> _PROBLEM STATEMENT_
Resume the article on the Duke Blue Devils' roster from its last sentence.

═════ EXCERPT PROVIDED ═════

In just nine months, the Blue Devils have gone from an ACC cellar-dweller to an inarguable top-five squad in one of the toughest conferences in the country. For my money, Duke could be the second-best team in the ACC next year, making this its best season since 2016-17.

Let’s look at what Duke brings to the court next year. The first thing that jumps out about the roster is how adaptable it is.

“We wanted to be aggressive in going after players that fit how we want to play,” Lawson told GoDuke.com. “There are a couple things that we value highly. One is versatility. The other is two-way players—players that can make an impact on both ends. All of these players can do that."

The Blue Devils go about two-deep at every position, including three players who can play either guard or wing (Celeste Taylor, Miela Goodchild, Lee Volker), three who can play wing or forward (Lexi Gordon, Elizabeth Balogun, Green) and two who can play both forward and center (Imani Lewis and Onome Akinbode-James), plus a combo guard in Vanessa de Jesus. The rotation, likely to go 11 or 12-deep in the regular season, features five great shooters, six excellent defenders and only a couple players who are not definite two-way contributors.

═════ RECORDED INFORMATION ═════

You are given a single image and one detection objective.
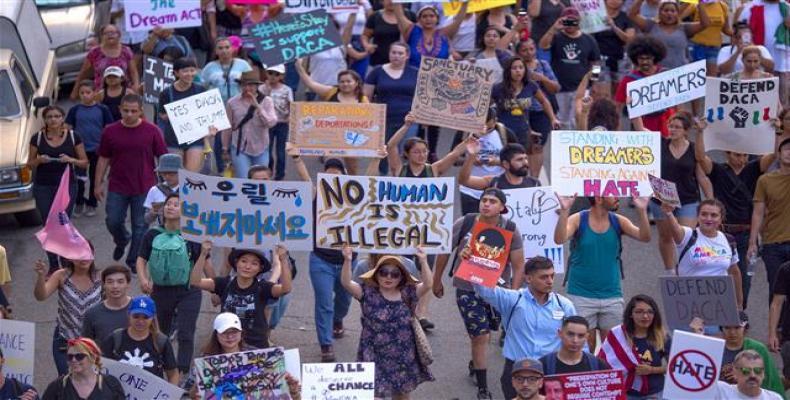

═════

> _ANSWER SPACE_
Duke’s backcourt next year features a former freshman phenom in de Jesus, a slasher in Taylor, a standout defender and offensive enigma in Jordyn Oliver and a 3-and-D star in Goodchild. With de Jesus able to play at either guard spot, pairs of them can be mixed and matched depending on the opponent; de Jesus and Taylor can play together to emphasize creation at the expense of some on-ball defense, Oliver and de Jesus can play together to add passing if Lawson can afford to give up size or Oliver and Goodchild could play together to add balance and on-ball defense at the expense of pull-up shooting.

Even more versatile is the Blue Devil frontcourt, consisting of Jade Williams, a top defender and offensive swiss army knife in Balogun, a versatile rim-runner in Akinbode-James, a midrange surgeon and elite rebounder in Lewis and a rim runner in Amaya Finklea-Guity. There are endless combinations based on the match-ups: Balogun and Williams can space and defend and hurt you from anywhere on the court, Lewis and Williams can be a great rebounding duo at the expense of defending in space, Balogun and Akinbode-James can play together in a five-out weave offense but give up rim protection or Akinbode-James and Finklea-Guity can share time in a supersized lineup.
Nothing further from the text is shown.